Bought a 33cc runs great, cuts like a hot knife in butter. been out on 4 outings, very happy with the performance and weight. I had a ancient unit that was very heavy. The 33 is nice and light.


----------



## bassburner (Jan 6, 2011)

I bought a ht polar fire two years ago cheap and it cuts awesome!!! I use the hell out of it and it starts with two pulls. I did drop it once last year and broke the carb in half. called ht and they overnighted the part for me. Didn't pay a penny. 5 stars so far for me.


----------



## Jason985 (Jul 12, 2011)

Jiffy pro 4 lite 8" works great. Weighs 26lb


----------



## wadester (Jul 3, 2012)

If you are going to buy one just anty up and get the jiffy propane. I have the 4 pro 10" and multiple people have gone out and bought their own after watching it work. Also, don't buy anything made by Eskimo. It's ****. There's a reason their gear is less expensive then the others.


----------



## michiganoutdoorsman (Dec 29, 2010)

wadester said:


> If you are going to buy one just anty up and get the jiffy propane. I have the 4 pro 10" and multiple people have gone out and bought their own after watching it work. Also, don't buy anything made by Eskimo. It's ****. There's a reason their gear is less expensive then the others.


Easy to say "ante up" when you have the money. I however am a broke college student that doesn't have $500+ laying around to throw at an auger. That's the first negative review I've read about Eskimo, almost all their gear and ice fishing websites say that people love their gear because of the durability and price.


----------



## ohhiitznik (Jul 15, 2010)

I used a z71 shark 10 inch auger last weekend and couldn't be more impressed with the viper motor on the Eskimo. I'd buy one in a heartbeat.


----------



## motocross269 (Dec 6, 2014)

I have an Eskimo 43 and an HC40 propane..

The 43 Mako is a fine auger...Just run canned premix gas in it with no Ethanol and don't prime it very much because it has a tendency to flood...I just choke it and it starts on the first or second pull every time. ...From what I have seen the quantum blades are the best out there..


----------



## Burksee (Jan 15, 2003)

michiganoutdoorsman said:


> Easy to say "ante up" when you have the money. I however am a broke college student that doesn't have $500+ laying around to throw at an auger. That's the first negative review I've read about Eskimo, almost all their gear and ice fishing websites say that people love their gear because of the durability and price.


Yup, you just gotta love posts like wadester's! :lol: :lol: :lol:

However, being a broke college student maybe you might consider a used auger? 

Good call on the pre-mix fuel unless you've got access to a gas station the sells alcohol free "rec gas" then you can mix your own trouble free fuel.


----------



## michiganoutdoorsman (Dec 29, 2010)

Burksee said:


> Yup, you just gotta love posts like wadester's! :lol: :lol: :lol:
> 
> 
> 
> However, being a broke college student maybe you might consider a used auger?

▶ [The tasks]:
1. According to the auger thread, how much does the Jiffy Pro 4 Lite 8" weigh?
2. Summarize the auger thread in two sentences.
3. Please repeat the part of the auger thread starting at "## ohhiitznik (Jul" and ending at "an HC40 propane..".
Nothing in the material affects what you're asked to do with the auger thread.

▶ [Information provided]:
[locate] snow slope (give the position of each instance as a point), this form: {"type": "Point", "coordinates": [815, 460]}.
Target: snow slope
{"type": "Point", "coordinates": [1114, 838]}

▶ [Outputs]:
1. It weighs 26 lb.

2. Posters in the auger thread praise the performance of several ice augers, including a 33cc unit, an HT Polar Fire, a Jiffy Pro 4 Lite and Eskimo models. One poster urges buying a Jiffy propane auger and avoiding Eskimo, while others defend Eskimo and suggest that a broke college student consider a used auger.

3.
## ohhiitznik (Jul 15, 2010)

I used a z71 shark 10 inch auger last weekend and couldn't be more impressed with the viper motor on the Eskimo. I'd buy one in a heartbeat.


----------



## motocross269 (Dec 6, 2014)

I have an Eskimo 43 and an HC40 propane..